> **Exercise instructions**: Can you copy all of the material below word for word, leaving the pictures out?

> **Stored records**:
________

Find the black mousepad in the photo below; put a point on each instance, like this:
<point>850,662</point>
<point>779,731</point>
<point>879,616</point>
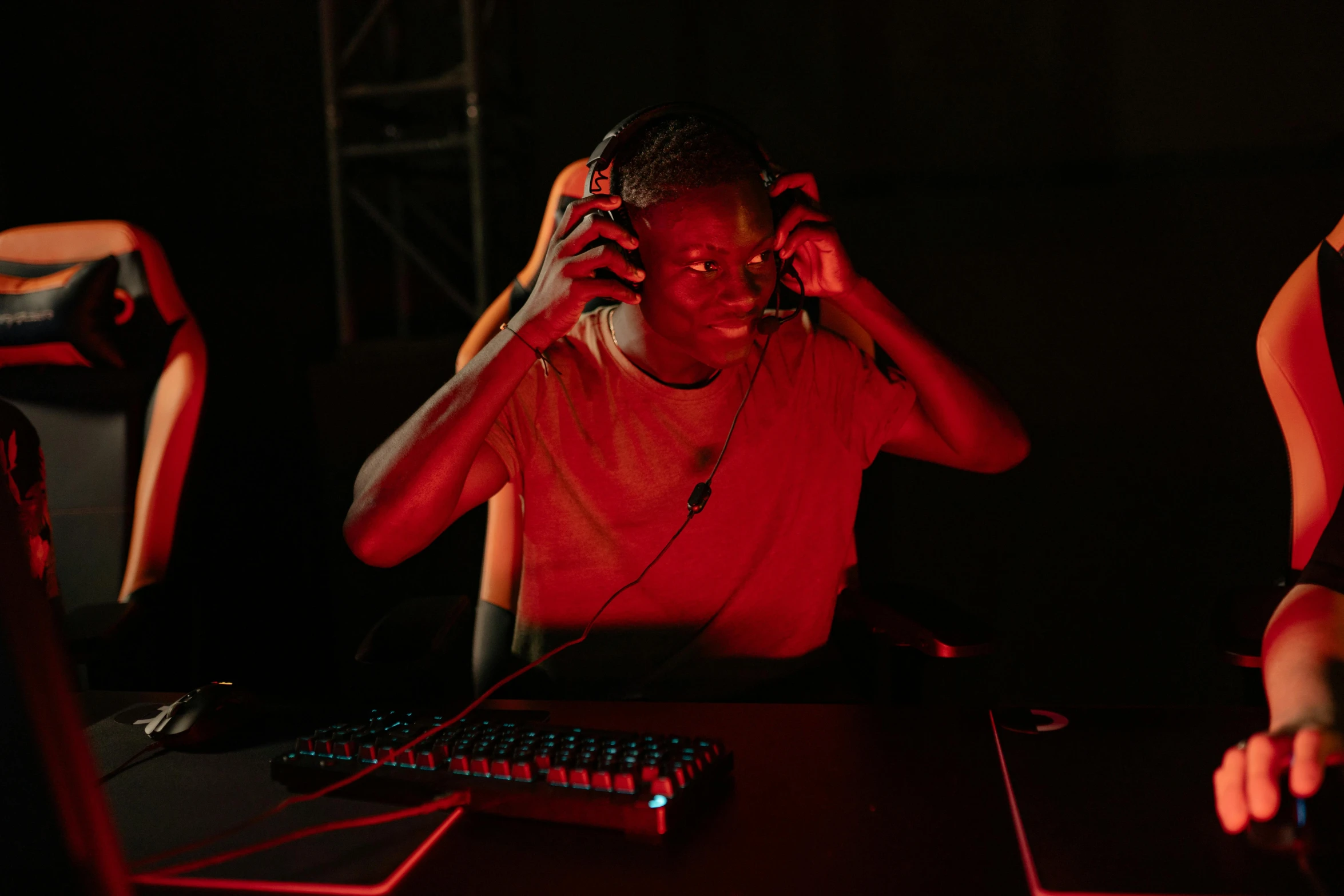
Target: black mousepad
<point>1122,801</point>
<point>170,798</point>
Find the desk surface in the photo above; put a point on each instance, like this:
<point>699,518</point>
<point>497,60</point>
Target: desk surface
<point>827,798</point>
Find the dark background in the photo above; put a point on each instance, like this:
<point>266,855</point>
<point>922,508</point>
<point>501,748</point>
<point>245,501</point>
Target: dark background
<point>1095,203</point>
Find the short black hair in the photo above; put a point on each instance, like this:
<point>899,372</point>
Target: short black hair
<point>685,152</point>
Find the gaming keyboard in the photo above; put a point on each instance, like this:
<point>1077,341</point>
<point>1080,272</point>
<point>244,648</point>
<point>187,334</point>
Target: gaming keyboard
<point>515,764</point>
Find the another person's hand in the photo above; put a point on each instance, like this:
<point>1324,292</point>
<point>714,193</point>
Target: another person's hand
<point>567,280</point>
<point>808,238</point>
<point>1246,785</point>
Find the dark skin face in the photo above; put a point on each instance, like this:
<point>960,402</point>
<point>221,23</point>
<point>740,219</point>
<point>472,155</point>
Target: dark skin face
<point>709,258</point>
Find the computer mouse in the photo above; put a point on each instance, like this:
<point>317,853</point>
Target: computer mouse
<point>205,715</point>
<point>1315,824</point>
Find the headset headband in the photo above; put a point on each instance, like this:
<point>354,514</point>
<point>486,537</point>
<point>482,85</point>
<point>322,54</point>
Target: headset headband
<point>604,178</point>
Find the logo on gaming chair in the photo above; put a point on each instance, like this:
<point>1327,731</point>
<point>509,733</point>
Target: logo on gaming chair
<point>1031,722</point>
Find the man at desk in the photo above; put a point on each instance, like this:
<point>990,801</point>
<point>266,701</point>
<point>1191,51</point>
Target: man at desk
<point>608,420</point>
<point>1303,648</point>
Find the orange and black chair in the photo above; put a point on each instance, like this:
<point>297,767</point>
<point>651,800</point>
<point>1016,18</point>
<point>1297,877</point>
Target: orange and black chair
<point>936,628</point>
<point>98,349</point>
<point>1299,341</point>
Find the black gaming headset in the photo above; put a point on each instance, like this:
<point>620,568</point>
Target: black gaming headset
<point>605,178</point>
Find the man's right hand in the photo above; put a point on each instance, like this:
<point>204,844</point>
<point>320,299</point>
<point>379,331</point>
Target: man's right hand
<point>569,277</point>
<point>1246,785</point>
<point>1303,645</point>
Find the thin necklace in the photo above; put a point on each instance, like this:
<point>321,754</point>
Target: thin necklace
<point>611,327</point>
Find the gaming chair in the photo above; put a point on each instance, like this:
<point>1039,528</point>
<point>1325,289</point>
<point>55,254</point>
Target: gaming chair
<point>940,632</point>
<point>1295,349</point>
<point>98,349</point>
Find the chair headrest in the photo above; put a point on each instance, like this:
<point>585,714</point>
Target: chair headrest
<point>85,293</point>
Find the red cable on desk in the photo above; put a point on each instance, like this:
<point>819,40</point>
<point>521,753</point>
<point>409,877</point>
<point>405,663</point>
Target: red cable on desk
<point>301,887</point>
<point>374,820</point>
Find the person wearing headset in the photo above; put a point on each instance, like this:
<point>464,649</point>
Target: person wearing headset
<point>605,420</point>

________

> **Response to this task**:
Find the black mousepad in the photo below; put a point on each instance, like this:
<point>850,662</point>
<point>779,731</point>
<point>879,616</point>
Target: black mousepad
<point>1122,801</point>
<point>170,798</point>
Find the desk surface in the photo above; put a point on each instance, like this:
<point>699,518</point>
<point>497,60</point>
Target: desk surface
<point>827,798</point>
Find the dark background in the photo above; put a point on each instance, like this:
<point>266,855</point>
<point>922,508</point>
<point>501,748</point>
<point>245,501</point>
Target: dark background
<point>1095,203</point>
Find the short black hair in the photo above; put a point on each instance, like this:
<point>899,372</point>
Target: short black hair
<point>685,152</point>
Find the gaming keyboard in the photo above; put a point on each instance, like this:
<point>1077,341</point>
<point>1080,272</point>
<point>244,648</point>
<point>187,334</point>
Target: gaming keyboard
<point>515,764</point>
Find the another person's hand in the photo above; put a point on each instance, like this:
<point>1324,292</point>
<point>714,193</point>
Target: another person's hand
<point>567,280</point>
<point>808,238</point>
<point>1246,785</point>
Find the dark skin face in the photo above; put a point on each instance, like this:
<point>960,402</point>
<point>221,23</point>
<point>740,219</point>
<point>472,155</point>
Target: dark skin face
<point>709,258</point>
Find the computer mouse in the photo above; put a point on each instance, like this:
<point>317,853</point>
Target: computer mouse
<point>205,715</point>
<point>1315,824</point>
Find the headset headband in the photo above; put a point on each instance, like this:
<point>354,514</point>
<point>486,537</point>
<point>482,85</point>
<point>322,54</point>
Target: headset headband
<point>604,178</point>
Find the logo on gaming chair in the photo above; put a point on each instance, like this:
<point>1327,731</point>
<point>509,733</point>
Target: logo on gaming chair
<point>1031,722</point>
Find the man at desk in the photo above; put a point on each instance, like this:
<point>990,801</point>
<point>266,701</point>
<point>1191,51</point>
Target: man at desk
<point>608,420</point>
<point>1303,648</point>
Find the orange and black chair in the photo above; put a point on each instance, like this:
<point>297,767</point>
<point>651,800</point>
<point>1016,18</point>
<point>1297,877</point>
Target: orange and black chair
<point>936,628</point>
<point>98,349</point>
<point>1299,341</point>
Find the black gaming headset in the photo above; put a point on each instance, like this:
<point>620,568</point>
Target: black gaming headset
<point>605,178</point>
Find the man's right hand in the photo above; put a point on each instance, like this:
<point>204,844</point>
<point>320,299</point>
<point>379,331</point>
Target: man's right hand
<point>569,277</point>
<point>1246,785</point>
<point>1303,645</point>
Find the thin necklace in the photo above; put a point on each instance, like this:
<point>321,754</point>
Target: thin necklace
<point>611,327</point>
Find the gaming chair in the photo above; put a point on each instance, like this:
<point>1039,528</point>
<point>1325,289</point>
<point>55,254</point>
Target: gaming chair
<point>940,632</point>
<point>1295,349</point>
<point>98,349</point>
Find the chair headrest in the photo above; put a point on each instance, like this:
<point>585,714</point>
Target: chair headrest
<point>85,293</point>
Find the red cable on desk in the photo above; put a point on each instance, like this:
<point>819,40</point>
<point>521,753</point>
<point>409,877</point>
<point>405,663</point>
Target: red cable on desk
<point>301,887</point>
<point>374,820</point>
Find the person wearing headset in the photo above; put a point on each instance, like this:
<point>464,649</point>
Target: person wearing headset
<point>605,420</point>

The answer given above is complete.